Task statement:
Would you give the records below again, exactly and completely?

Recorded data:

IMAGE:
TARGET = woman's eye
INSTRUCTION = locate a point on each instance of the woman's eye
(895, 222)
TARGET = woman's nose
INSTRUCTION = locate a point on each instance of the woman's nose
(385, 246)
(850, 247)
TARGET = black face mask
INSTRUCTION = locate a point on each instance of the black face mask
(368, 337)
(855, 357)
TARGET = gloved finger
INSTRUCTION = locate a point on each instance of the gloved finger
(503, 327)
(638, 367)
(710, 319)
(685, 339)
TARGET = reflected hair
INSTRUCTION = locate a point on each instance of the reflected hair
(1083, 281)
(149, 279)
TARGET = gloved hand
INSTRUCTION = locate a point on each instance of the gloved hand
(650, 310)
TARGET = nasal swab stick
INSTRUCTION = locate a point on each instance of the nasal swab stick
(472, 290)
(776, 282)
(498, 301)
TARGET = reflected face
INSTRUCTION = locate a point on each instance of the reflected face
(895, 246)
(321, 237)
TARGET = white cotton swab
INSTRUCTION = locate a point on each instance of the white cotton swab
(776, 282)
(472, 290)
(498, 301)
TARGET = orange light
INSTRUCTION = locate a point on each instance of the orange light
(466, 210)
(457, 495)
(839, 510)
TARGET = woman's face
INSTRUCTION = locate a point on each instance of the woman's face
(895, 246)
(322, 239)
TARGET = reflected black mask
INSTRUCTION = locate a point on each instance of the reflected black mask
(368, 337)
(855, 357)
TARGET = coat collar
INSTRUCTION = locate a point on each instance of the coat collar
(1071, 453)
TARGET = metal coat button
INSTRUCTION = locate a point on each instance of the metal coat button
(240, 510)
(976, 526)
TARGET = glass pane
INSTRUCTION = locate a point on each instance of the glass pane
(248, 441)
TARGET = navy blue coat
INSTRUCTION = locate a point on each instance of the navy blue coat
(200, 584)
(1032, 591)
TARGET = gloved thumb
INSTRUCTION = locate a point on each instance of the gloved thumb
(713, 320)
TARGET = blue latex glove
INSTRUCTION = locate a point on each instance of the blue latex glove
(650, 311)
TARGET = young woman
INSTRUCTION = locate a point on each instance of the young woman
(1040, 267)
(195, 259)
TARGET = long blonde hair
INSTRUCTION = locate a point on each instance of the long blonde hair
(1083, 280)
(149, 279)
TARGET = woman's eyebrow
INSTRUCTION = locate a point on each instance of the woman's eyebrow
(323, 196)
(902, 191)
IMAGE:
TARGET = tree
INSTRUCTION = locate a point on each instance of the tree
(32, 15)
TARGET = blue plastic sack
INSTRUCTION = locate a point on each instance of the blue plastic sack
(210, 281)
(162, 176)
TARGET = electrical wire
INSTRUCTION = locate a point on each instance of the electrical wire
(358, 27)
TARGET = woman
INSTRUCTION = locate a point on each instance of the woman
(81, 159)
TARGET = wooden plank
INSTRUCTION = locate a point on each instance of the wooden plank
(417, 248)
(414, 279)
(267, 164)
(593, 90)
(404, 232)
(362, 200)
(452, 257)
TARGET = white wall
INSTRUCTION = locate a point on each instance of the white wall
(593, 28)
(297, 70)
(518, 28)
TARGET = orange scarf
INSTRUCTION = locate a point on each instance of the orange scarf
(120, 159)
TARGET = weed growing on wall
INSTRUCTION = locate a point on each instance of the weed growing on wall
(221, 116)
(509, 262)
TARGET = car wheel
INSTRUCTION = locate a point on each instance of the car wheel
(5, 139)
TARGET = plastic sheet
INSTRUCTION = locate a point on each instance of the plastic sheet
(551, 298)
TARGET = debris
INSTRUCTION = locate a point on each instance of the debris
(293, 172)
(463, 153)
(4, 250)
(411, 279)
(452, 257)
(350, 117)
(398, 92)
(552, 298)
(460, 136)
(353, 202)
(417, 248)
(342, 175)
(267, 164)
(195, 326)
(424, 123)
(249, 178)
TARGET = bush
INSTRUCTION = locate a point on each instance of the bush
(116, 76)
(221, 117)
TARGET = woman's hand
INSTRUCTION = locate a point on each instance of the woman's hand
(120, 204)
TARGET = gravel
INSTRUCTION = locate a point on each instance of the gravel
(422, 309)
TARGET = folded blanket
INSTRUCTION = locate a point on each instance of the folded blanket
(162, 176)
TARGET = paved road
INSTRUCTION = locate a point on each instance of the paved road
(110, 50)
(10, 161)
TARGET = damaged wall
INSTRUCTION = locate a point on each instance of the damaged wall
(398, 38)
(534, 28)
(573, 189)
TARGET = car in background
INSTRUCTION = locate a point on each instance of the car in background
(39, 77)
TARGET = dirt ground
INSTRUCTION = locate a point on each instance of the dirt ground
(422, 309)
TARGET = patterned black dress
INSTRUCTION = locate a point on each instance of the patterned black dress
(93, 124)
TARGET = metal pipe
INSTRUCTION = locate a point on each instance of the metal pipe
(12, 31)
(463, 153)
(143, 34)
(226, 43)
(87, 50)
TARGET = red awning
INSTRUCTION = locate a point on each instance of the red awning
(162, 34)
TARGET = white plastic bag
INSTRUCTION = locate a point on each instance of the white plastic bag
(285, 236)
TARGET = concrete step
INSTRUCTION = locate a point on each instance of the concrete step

Result:
IMAGE:
TARGET = woman's eye
INSTRUCTION = locate a point on each instance of the woman's eye
(895, 222)
TARGET = woman's nose
INSTRUCTION = locate a point on each instance of the woman's nose
(385, 246)
(850, 247)
TARGET = black face mask
INSTRUCTION = locate a point on each instance of the black face mask
(368, 337)
(855, 357)
TARGET = gloved finger
INSTRUCTION = locate a point on each instance of the gloved finger
(503, 327)
(638, 367)
(710, 319)
(685, 339)
TARGET = reflected hair
INSTRUCTION = locate a point on each instance of the reflected hair
(1083, 281)
(149, 279)
TARGET = gloved hand
INSTRUCTION = locate a point on each instance of the gloved hand
(650, 310)
TARGET = nasal swab stick
INSTRUCTION = locate a point on each instance of the nasal swab stick
(472, 290)
(776, 282)
(498, 301)
TARGET = reflected face
INSTRUCTION = locate a point on each instance of the reflected face
(895, 246)
(321, 237)
TARGET = white cotton swab
INSTRUCTION = locate a point on each instance of the white cotton swab
(776, 282)
(472, 290)
(498, 301)
TARGET = orange light
INSTRUCTION = locate a point on each instance of the orange light
(466, 210)
(457, 495)
(839, 510)
TARGET = woman's face
INSTRUCTION = locate a point on each instance of the woman's face
(895, 246)
(322, 239)
TARGET = reflected black mask
INSTRUCTION = locate a point on each instance of the reflected black mask
(368, 337)
(855, 357)
TARGET = coat collar
INSTRUCTION = locate a point on each instance of the coat collar
(1071, 453)
TARGET = metal coat button
INSTRUCTION = locate a point on each instance of the metal coat button
(240, 510)
(976, 526)
TARGET = glass pane
INSTRUCTION = locate a point on each instance of the glass pane
(248, 441)
TARGET = navy blue coat
INSTRUCTION = locate a point on each instance of the navy blue coat
(200, 584)
(1032, 591)
TARGET = gloved thumb
INSTRUCTION = locate a point on each instance of the gloved thumb
(713, 320)
TARGET = blue latex glove
INSTRUCTION = locate a point on each instance of the blue latex glove
(650, 311)
TARGET = young woman
INSTRUCTION = locate a point on each instance of the young woman
(1040, 267)
(195, 259)
TARGET = long blonde hair
INSTRUCTION = locate a point on each instance of the long blonde hair
(1083, 280)
(149, 279)
TARGET = woman's eyebrow
INSTRUCTION = locate a point on each instance of the woman's eyebrow
(323, 196)
(902, 191)
IMAGE:
TARGET = tree
INSTRUCTION = locate a point on each instance of the tree
(32, 15)
TARGET = blue plastic sack
INSTRUCTION = locate a point on each instance of the blue plastic sack
(210, 281)
(162, 176)
TARGET = electrical wire
INSTRUCTION = locate a point on each instance of the electrical wire
(358, 27)
TARGET = woman
INSTRUCTION = locate a point on each instance of the woman
(81, 159)
TARGET = wooden plank
INSTRUCTION = locate a point on each instance of the wooden plank
(417, 248)
(414, 279)
(267, 164)
(593, 90)
(404, 232)
(362, 200)
(452, 257)
TARGET = white wall
INSTRUCTION = locate a point on each instance of the white wall
(593, 28)
(297, 70)
(518, 28)
TARGET = orange scarf
INSTRUCTION = locate a point on each instance of the orange scarf
(120, 159)
TARGET = weed growing on wall
INSTRUCTION = locate a point on each instance of the weed growing on wall
(221, 116)
(509, 262)
TARGET = car wheel
INSTRUCTION = locate a point on each instance of the car wheel
(5, 139)
TARGET = plastic sheet
INSTRUCTION = locate a point on each instance of the plastic sheet
(551, 298)
TARGET = debris
INSTRUCTION = locate a point on each instance of the debris
(293, 172)
(463, 153)
(4, 250)
(411, 279)
(452, 257)
(350, 117)
(398, 92)
(552, 298)
(460, 136)
(353, 202)
(417, 248)
(342, 175)
(267, 164)
(195, 326)
(424, 123)
(249, 178)
TARGET = bush
INSTRUCTION = locate a point on each instance of the bush
(116, 76)
(221, 117)
TARGET = woman's hand
INSTRUCTION = locate a point on each instance of the woman's hand
(120, 204)
TARGET = gravel
INSTRUCTION = locate a point on each instance of the gravel
(422, 309)
TARGET = folded blanket
INSTRUCTION = locate a point on each instance of the folded blanket
(162, 176)
TARGET = paved road
INSTRUCTION = locate a point on each instance of the paved road
(110, 50)
(10, 161)
TARGET = damaged wall
INSTRUCTION = locate a point on each instance of the damaged wall
(398, 38)
(534, 28)
(573, 189)
TARGET = car in background
INSTRUCTION = locate a point on each instance of the car in background
(39, 77)
TARGET = dirt ground
INSTRUCTION = locate a point on each instance of the dirt ground
(422, 309)
TARGET = patterned black dress
INSTRUCTION = locate a point on each instance of the patterned black dress
(93, 124)
TARGET = metal pipe
INSTRUCTION = locate a point on each instance of the metal pipe
(12, 31)
(463, 153)
(143, 34)
(226, 43)
(87, 50)
TARGET = red awning
INSTRUCTION = locate a point on each instance of the red awning
(162, 34)
TARGET = white plastic bag
INSTRUCTION = locate a point on each instance of the white plastic bag
(285, 236)
TARGET = concrete step
INSTRUCTION = locate a point on each instance of the concrete step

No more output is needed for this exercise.